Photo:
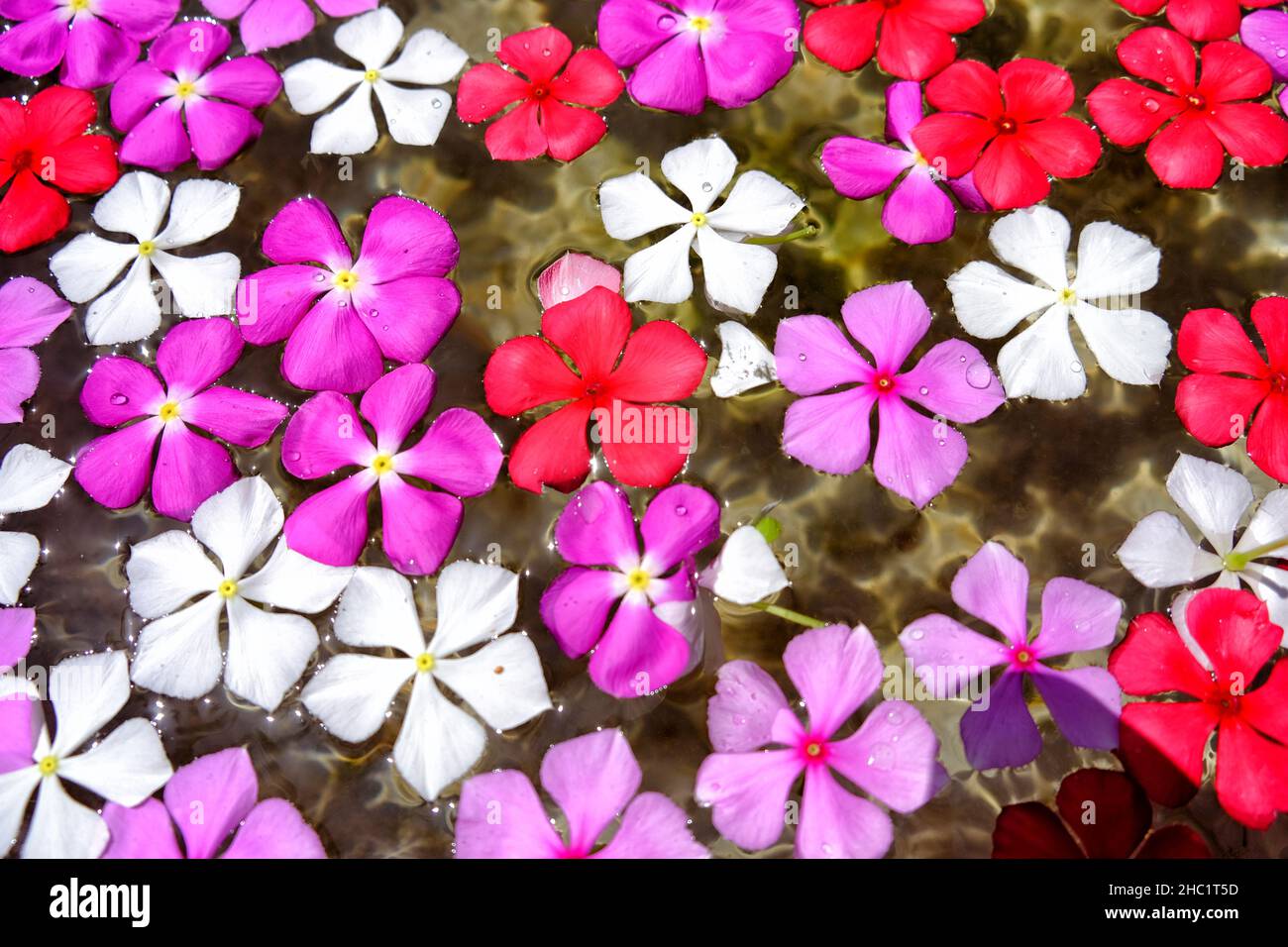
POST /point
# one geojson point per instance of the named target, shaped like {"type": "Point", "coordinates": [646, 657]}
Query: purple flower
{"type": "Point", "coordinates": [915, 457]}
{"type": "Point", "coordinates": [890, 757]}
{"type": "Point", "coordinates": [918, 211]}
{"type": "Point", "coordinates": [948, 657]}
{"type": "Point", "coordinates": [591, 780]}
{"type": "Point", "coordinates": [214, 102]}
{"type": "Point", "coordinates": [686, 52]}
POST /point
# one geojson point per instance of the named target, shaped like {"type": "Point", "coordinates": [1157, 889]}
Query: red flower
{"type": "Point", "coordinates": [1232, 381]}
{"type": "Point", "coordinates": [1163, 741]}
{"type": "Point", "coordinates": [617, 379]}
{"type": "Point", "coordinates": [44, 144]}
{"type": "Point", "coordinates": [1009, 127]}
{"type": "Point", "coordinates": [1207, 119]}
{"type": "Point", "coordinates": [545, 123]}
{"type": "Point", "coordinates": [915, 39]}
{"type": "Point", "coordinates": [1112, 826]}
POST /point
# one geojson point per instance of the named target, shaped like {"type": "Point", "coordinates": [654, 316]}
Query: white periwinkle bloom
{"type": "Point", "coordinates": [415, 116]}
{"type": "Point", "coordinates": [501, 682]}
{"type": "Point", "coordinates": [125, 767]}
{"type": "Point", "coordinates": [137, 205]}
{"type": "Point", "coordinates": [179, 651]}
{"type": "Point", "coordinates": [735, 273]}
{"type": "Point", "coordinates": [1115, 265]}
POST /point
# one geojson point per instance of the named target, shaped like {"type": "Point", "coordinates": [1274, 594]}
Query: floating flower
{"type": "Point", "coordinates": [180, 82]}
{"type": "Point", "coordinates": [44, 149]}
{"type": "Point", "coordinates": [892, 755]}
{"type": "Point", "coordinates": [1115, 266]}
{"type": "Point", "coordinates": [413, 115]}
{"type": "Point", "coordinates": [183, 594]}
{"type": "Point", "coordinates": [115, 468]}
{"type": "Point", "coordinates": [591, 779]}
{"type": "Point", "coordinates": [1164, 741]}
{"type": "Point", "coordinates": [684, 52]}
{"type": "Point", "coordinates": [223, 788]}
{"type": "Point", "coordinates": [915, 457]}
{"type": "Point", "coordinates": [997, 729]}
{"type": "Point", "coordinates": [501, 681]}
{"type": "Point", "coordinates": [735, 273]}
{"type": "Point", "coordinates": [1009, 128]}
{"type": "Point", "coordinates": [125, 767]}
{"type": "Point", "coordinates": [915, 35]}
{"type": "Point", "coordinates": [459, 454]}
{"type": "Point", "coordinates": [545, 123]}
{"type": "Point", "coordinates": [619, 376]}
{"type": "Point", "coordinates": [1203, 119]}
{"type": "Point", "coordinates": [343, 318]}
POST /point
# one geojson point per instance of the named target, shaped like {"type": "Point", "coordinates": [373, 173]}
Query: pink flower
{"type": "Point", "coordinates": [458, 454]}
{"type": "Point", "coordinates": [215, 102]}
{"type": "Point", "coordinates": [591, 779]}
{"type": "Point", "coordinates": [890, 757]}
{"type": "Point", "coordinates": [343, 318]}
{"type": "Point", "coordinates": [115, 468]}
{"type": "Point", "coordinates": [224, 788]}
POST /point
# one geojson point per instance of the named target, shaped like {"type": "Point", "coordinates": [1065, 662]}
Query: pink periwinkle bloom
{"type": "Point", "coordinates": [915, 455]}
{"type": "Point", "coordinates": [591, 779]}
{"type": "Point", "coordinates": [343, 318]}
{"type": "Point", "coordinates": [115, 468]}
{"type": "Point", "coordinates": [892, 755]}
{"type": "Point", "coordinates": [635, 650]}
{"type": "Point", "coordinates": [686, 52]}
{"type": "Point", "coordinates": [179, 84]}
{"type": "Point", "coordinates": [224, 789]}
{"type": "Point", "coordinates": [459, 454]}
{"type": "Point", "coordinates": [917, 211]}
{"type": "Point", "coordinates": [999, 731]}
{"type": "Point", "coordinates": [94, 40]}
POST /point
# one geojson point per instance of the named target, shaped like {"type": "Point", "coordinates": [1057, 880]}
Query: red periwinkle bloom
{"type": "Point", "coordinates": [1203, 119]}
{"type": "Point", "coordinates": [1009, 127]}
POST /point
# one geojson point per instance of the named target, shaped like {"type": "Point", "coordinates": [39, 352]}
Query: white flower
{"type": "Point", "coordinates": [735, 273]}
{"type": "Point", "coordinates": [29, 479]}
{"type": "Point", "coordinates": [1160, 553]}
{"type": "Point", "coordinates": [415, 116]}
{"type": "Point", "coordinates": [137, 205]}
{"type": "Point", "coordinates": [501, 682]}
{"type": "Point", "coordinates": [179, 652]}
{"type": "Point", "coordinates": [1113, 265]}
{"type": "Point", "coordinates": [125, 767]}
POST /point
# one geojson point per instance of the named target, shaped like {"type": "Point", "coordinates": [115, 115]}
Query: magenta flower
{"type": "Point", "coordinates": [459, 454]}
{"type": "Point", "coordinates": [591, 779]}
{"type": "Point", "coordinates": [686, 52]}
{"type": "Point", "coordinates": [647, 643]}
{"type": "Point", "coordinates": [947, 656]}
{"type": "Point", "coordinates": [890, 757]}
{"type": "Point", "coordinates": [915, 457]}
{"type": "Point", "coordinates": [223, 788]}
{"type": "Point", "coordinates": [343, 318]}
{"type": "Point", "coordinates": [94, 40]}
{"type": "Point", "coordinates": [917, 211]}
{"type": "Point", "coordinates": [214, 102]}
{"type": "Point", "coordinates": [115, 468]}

★ ★ ★ ★ ★

In the listing above, show every line with the word "instance".

# one geojson point per instance of the named target, shaped like {"type": "Point", "coordinates": [646, 657]}
# one geojson point per instance of the named target, shaped like {"type": "Point", "coordinates": [1157, 889]}
# one geojson point per instance of the named target, shaped like {"type": "Point", "coordinates": [654, 316]}
# one geojson point per instance of the named target, shaped like {"type": "Point", "coordinates": [1274, 594]}
# one geojson point per instance of the named target, shaped like {"type": "Point", "coordinates": [373, 173]}
# one geojson point per instance of the named target, shaped like {"type": "Point", "coordinates": [1065, 662]}
# one geojson point per instance of the named target, shaped like {"type": "Point", "coordinates": [1057, 880]}
# one geojson point per instance of the named target, shaped like {"type": "Point", "coordinates": [39, 352]}
# one geojson point per instance of the named target, shaped like {"type": "Point", "coordinates": [115, 115]}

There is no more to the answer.